- _EXTRACT_:
..........

Looking at the landscape of indie music today, and everything the loosely-defined term now encompasses, it can be easy to feel nostalgia for the relatively straightforward indie rock of a decade ago. The mid-2000s gave us an abundance of indie rock bands from both sides of the Atlantic, with garage rock revival acts like The Libertines, Arctic Monkeys, Razorlight, and Franz Ferdinand dominating the British side. Amidst this swarm of jangly, repetitive chords from the UK was Bloc Party, whose 2005 debut Silent Alarm set the band apart with its more experimental and introspective brand of indie rock. Tracks marked by chaotic guitars were bookended by softer, sincere songs, and nothing on the album was the slightest bit repetitive. It was an incredibly strong debut that won the band a significant following, and for better or worse has been held as the gold standard of the band’s music.
Their sophomore album A Weekend In The City came out two years later, and was a comparable effort that added more political lyrics and scattered electronic instrumentation to the mix. It may not have won the band as many fans as Silent Alarm, but for all intents and purposes was a very solid indie rock release. Then in 2008 the band released Intimacy, which saw the band move in a much more electronic direction. Only a few of its songs contained the rock elements that propelled the band’s popularity, making it more divisive than its predecessors.
In case anyone wondered where this electronic direction was coming from, Bloc Party’s frontman Kele Okereke released a solo album The Boxer in 2010 that was entirely dance music. Bloc Party itself would not release another album until 2012, which was aptly named Four and made an attempt to bring back the band’s rock roots with several guitar-driven tracks. Yet this attempt fell flat, overshadowed by earlier releases and failing to strike a balance between overbearing power chords and forgettable slower songs. The following year, Bloc Party announced an indefinite hiatus, and it seemed like it could have been the end of the band.

..........

- _MATERIAL PROVIDED_:
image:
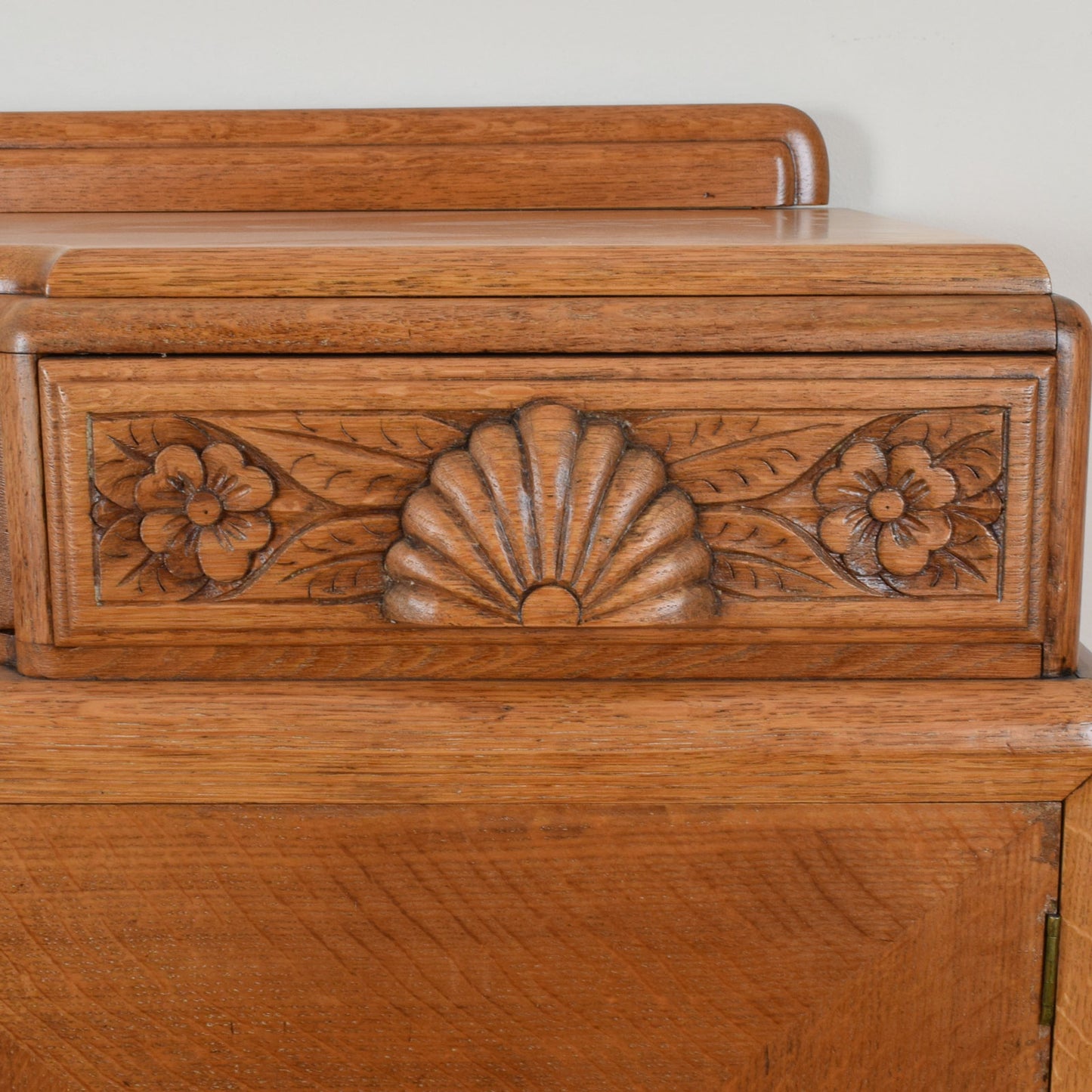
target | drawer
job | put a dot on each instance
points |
(706, 515)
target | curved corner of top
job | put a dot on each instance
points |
(25, 269)
(809, 150)
(1072, 319)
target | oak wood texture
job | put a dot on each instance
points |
(544, 157)
(444, 743)
(546, 947)
(1072, 1030)
(758, 252)
(24, 486)
(105, 594)
(544, 653)
(1070, 427)
(590, 324)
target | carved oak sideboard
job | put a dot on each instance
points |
(530, 599)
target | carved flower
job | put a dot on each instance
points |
(886, 508)
(203, 511)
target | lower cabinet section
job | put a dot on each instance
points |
(669, 948)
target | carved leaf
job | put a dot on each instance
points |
(336, 561)
(760, 556)
(732, 458)
(969, 444)
(356, 461)
(967, 565)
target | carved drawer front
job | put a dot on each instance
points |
(376, 515)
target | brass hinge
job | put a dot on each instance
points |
(1050, 991)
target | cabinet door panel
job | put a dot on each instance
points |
(561, 947)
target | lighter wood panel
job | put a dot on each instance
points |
(602, 741)
(586, 949)
(1072, 1031)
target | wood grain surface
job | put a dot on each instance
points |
(591, 324)
(73, 741)
(757, 252)
(1070, 428)
(674, 156)
(1072, 1030)
(555, 948)
(24, 484)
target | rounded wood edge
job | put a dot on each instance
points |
(532, 324)
(809, 155)
(405, 743)
(1069, 480)
(24, 270)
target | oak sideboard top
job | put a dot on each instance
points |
(595, 393)
(571, 252)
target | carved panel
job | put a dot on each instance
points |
(549, 515)
(810, 506)
(267, 507)
(551, 518)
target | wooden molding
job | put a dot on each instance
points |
(397, 743)
(537, 157)
(1070, 425)
(524, 324)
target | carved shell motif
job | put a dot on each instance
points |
(549, 519)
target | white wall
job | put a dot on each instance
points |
(970, 114)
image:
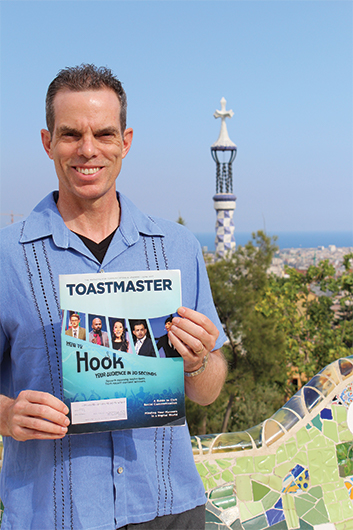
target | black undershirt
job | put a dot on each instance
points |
(98, 250)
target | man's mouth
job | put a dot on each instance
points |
(87, 170)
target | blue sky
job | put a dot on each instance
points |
(284, 67)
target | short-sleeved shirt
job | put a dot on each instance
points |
(88, 481)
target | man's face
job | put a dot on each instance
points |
(97, 325)
(87, 145)
(139, 331)
(75, 322)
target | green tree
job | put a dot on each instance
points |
(315, 335)
(272, 324)
(256, 342)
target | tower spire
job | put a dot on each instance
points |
(224, 200)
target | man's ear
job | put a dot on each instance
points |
(128, 134)
(46, 141)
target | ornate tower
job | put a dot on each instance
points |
(224, 200)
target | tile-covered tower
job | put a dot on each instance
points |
(224, 200)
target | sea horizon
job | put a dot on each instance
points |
(301, 239)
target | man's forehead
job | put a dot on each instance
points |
(77, 105)
(66, 94)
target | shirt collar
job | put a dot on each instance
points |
(45, 220)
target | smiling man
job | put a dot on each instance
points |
(142, 477)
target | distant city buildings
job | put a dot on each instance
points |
(302, 258)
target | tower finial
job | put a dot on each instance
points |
(223, 139)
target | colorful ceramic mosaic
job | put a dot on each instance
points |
(293, 471)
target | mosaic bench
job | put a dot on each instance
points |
(294, 470)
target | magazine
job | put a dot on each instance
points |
(120, 370)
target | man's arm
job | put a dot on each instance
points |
(33, 415)
(194, 336)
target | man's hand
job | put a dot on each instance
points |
(33, 415)
(194, 336)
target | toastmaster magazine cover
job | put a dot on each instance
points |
(120, 370)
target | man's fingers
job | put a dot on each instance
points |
(44, 398)
(38, 415)
(195, 330)
(198, 318)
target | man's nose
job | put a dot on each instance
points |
(87, 146)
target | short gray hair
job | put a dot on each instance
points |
(80, 78)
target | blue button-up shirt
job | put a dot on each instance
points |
(90, 481)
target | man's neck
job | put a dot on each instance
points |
(94, 219)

..........

- _REQUIRED WORK_:
A - According to the Bloc Party piece, why was Intimacy more divisive than the band's earlier albums?
B - In what year did Kele Okereke release his solo album The Boxer, according to the Bloc Party piece?
C - From the Bloc Party piece, set down the part that opens with the words containing "Looking at the" and closes with "the band’s music.".

- _TASK ANSWERS_:
A - Intimacy moved the band in a much more electronic direction, and only a few of its songs contained the rock elements that had propelled the band's popularity.

B - 2010.

C -
Looking at the landscape of indie music today, and everything the loosely-defined term now encompasses, it can be easy to feel nostalgia for the relatively straightforward indie rock of a decade ago. The mid-2000s gave us an abundance of indie rock bands from both sides of the Atlantic, with garage rock revival acts like The Libertines, Arctic Monkeys, Razorlight, and Franz Ferdinand dominating the British side. Amidst this swarm of jangly, repetitive chords from the UK was Bloc Party, whose 2005 debut Silent Alarm set the band apart with its more experimental and introspective brand of indie rock. Tracks marked by chaotic guitars were bookended by softer, sincere songs, and nothing on the album was the slightest bit repetitive. It was an incredibly strong debut that won the band a significant following, and for better or worse has been held as the gold standard of the band’s music.